GIVEN TASK: Update the entries below: replace each occurrence of "drop a point:" with "place a point on:" and leave all other text unchanged.

+++

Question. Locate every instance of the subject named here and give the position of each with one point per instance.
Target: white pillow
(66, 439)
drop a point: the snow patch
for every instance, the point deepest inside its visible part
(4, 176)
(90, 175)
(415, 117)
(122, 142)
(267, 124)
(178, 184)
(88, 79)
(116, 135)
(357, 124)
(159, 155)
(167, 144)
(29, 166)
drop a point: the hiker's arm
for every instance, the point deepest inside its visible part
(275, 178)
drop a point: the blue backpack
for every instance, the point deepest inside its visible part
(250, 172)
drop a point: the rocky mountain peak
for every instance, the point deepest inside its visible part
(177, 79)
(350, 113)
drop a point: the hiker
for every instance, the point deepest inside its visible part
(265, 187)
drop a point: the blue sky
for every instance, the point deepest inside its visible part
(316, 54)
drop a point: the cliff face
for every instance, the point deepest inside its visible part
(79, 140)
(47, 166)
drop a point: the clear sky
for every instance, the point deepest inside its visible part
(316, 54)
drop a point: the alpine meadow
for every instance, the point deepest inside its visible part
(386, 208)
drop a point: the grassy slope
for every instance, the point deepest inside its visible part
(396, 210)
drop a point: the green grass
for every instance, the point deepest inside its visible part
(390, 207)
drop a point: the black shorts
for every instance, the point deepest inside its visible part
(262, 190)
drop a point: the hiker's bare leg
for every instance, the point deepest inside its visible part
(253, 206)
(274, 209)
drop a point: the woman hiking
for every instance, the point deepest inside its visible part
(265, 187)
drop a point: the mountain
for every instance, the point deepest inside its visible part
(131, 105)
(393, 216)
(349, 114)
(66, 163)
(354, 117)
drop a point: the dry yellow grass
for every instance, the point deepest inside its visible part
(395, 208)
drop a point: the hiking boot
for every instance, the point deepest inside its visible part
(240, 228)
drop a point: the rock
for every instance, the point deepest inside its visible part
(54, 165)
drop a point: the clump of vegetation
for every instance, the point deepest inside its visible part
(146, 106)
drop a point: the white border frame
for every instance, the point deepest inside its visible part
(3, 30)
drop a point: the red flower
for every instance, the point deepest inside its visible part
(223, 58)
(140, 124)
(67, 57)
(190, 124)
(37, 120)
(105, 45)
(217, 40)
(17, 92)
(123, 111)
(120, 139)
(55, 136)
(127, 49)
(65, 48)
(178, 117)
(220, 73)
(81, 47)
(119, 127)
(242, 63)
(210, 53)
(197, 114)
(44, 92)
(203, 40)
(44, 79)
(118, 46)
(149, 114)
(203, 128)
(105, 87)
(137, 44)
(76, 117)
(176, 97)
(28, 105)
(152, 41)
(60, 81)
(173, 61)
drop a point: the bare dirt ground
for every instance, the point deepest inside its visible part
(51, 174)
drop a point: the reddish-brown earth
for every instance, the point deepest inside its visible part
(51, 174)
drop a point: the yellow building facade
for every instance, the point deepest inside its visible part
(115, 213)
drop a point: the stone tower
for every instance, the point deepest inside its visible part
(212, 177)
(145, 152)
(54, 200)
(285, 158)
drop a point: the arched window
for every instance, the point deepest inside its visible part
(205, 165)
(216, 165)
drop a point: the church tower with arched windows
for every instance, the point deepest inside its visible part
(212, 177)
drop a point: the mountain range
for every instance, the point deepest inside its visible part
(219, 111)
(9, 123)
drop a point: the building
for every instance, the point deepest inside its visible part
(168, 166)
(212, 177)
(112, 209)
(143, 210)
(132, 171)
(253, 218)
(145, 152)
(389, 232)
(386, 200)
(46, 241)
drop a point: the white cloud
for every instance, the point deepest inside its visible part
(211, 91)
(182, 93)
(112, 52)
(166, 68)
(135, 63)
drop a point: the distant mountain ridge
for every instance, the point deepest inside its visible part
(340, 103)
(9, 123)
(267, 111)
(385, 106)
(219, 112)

+++

ANSWER TO THE EXERCISE:
Question. Locate every instance of the subject named here and give the position of each with one point per instance.
Target: white pillow
(66, 439)
place a point on: the snow patch
for every instance, the point deepest inside its visible part
(4, 176)
(90, 175)
(415, 117)
(122, 142)
(267, 124)
(178, 184)
(88, 79)
(116, 135)
(357, 124)
(159, 155)
(167, 144)
(29, 166)
place a point on: the hiker's arm
for every instance, the point deepest inside its visible part
(275, 178)
place a point on: the blue backpack
for every instance, the point deepest inside its visible part
(250, 172)
place a point on: the rocky mountain peak
for every instance, the point deepest inside its visible part
(177, 79)
(350, 113)
place a point on: the hiker
for every instance, the point deepest inside its visible part
(265, 187)
place a point on: the blue sky
for every instance, the point deepest inside its visible part
(316, 54)
place a point on: the cliff face
for every instance, the point deepest inside its visible part
(79, 140)
(47, 166)
place a point on: the clear sky
for every instance, the point deepest inside its visible part
(316, 54)
place a point on: the alpine meadow
for every instance, the point deepest inside its visible part
(386, 208)
place a point on: the grassy slope
for every instance, the point deepest inside its visible part
(396, 210)
place a point on: the green grass
for every instance, the point deepest inside its visible part
(390, 207)
place a point on: the black shorts
for every instance, the point deepest inside its visible part
(262, 190)
place a point on: the hiker's bare leg
for every instance, the point deepest inside its visible part
(253, 206)
(274, 209)
place a point on: the woman hiking
for every instance, the point deepest inside its visible part
(265, 187)
place a point on: the mountain
for every instance, the point deepest inside its visible part
(131, 105)
(393, 216)
(349, 114)
(66, 163)
(354, 117)
place a point on: the dry yellow grass
for every instance, the point deepest inside its visible part
(395, 208)
place a point on: the hiking boot
for every instance, the point deepest inside its visible part
(240, 228)
place a point on: the rock
for every instance, the point deepest inside its visible part
(54, 165)
place a point on: the clump of vegetation
for every instance, the point deepest inside its visible part
(146, 106)
place a point on: the white border frame
for every instance, the point deepest inside its visible part
(3, 30)
place a point on: the red flower
for every instance, the point deepest inside its visible part
(223, 58)
(140, 124)
(67, 57)
(190, 124)
(37, 120)
(105, 45)
(217, 40)
(17, 92)
(123, 111)
(120, 139)
(55, 136)
(127, 49)
(65, 48)
(178, 117)
(220, 73)
(81, 47)
(119, 127)
(242, 63)
(210, 53)
(197, 114)
(44, 92)
(203, 40)
(44, 79)
(118, 46)
(149, 114)
(203, 128)
(105, 87)
(137, 44)
(76, 117)
(176, 97)
(28, 105)
(152, 41)
(60, 81)
(173, 61)
place a point on: the bare dirt ground
for every instance, the point deepest inside its visible part
(51, 174)
place a point on: the reddish-brown earth
for every instance, the point deepest inside its visible part
(51, 174)
place a point on: the yellow building facade
for every instance, the point deepest inside its visible part
(115, 213)
place a point on: the stone tower
for every instance, the point deepest inside its visible part
(212, 177)
(145, 152)
(54, 200)
(285, 158)
place a point on: the arched window
for every instance, the point deepest inside its visible part
(205, 165)
(216, 165)
place a point on: the church tower with arched windows
for every instance, the point deepest inside its visible part
(212, 177)
place a point on: the mountain range
for every instance, the point deepest inside its visible part
(219, 111)
(9, 123)
place a point on: the building
for every instance, the point deepest inside its visible part
(168, 166)
(212, 177)
(112, 209)
(143, 210)
(132, 171)
(253, 218)
(145, 152)
(389, 232)
(386, 200)
(46, 241)
place a point on: the white cloud
for every instance, the point deepest inside its visible part
(211, 91)
(182, 93)
(112, 52)
(166, 68)
(135, 63)
place a point on: the distant mountain ridge
for every instance, the point deepest inside its visible part
(340, 103)
(9, 123)
(267, 111)
(385, 106)
(219, 112)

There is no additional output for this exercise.